● **AIM**
Copy the listing below word for word, from its first line through the line that contains "[(203, 49)]".
-- START --
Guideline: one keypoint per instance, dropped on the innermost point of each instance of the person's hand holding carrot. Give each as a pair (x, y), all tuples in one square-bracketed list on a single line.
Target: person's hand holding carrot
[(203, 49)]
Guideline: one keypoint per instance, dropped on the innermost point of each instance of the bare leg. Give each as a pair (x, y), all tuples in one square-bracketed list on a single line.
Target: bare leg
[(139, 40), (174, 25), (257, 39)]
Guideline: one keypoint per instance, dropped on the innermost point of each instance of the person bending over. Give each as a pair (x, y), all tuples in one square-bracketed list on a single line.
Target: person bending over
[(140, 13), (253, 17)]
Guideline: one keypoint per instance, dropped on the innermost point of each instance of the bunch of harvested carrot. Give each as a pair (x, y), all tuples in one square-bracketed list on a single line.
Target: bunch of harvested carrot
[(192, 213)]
-- END --
● **ANSWER TO THE EXERCISE**
Guideline: one keypoint per instance, dropped on the innermost point of each instance of the person's hand holding carrot. Give each as a pair (x, y), all tuples in one square-bracketed list on a single line.
Target: person's hand holding carrot
[(203, 49)]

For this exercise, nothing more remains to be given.